WORK REQUIRED: From the records below, copy each line in which the string "ground" occurs.

(Collected data)
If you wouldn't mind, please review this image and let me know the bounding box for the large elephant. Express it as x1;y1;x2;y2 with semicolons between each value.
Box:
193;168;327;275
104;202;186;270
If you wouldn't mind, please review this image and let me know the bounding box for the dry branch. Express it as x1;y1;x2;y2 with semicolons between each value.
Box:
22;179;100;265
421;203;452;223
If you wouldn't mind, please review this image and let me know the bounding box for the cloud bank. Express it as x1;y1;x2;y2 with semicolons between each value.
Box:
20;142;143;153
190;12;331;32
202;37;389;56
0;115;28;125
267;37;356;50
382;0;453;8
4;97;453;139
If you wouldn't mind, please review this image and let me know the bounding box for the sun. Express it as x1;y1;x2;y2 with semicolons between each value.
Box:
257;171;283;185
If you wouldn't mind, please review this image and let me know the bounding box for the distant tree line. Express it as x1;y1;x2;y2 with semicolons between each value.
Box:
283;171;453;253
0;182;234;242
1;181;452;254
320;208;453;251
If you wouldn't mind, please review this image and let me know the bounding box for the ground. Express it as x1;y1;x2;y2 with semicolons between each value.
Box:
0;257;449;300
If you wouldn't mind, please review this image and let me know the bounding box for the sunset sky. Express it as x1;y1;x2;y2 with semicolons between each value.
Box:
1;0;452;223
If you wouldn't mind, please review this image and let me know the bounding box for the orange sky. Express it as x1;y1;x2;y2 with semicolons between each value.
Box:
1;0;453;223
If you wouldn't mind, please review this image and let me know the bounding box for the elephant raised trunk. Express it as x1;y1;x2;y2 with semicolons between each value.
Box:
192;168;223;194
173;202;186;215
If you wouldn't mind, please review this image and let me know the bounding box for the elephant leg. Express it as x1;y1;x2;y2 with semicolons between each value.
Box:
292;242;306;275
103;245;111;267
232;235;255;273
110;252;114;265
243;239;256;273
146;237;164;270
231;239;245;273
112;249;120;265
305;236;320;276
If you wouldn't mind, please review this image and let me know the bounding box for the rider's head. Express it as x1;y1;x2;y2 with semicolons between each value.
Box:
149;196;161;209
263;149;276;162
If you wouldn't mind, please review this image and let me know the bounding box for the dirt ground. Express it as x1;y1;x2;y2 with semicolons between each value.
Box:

ANSWER TO THE PROBLEM:
If you wouldn't mind, please review this image and let me know the bounding box for the ground. Express it as x1;y1;x2;y2 with semicolons between each value.
If you wouldn't mind, please review this image and let me know the bounding box for the dirt ground. Express it as x1;y1;x2;y2 with semicolons between each value.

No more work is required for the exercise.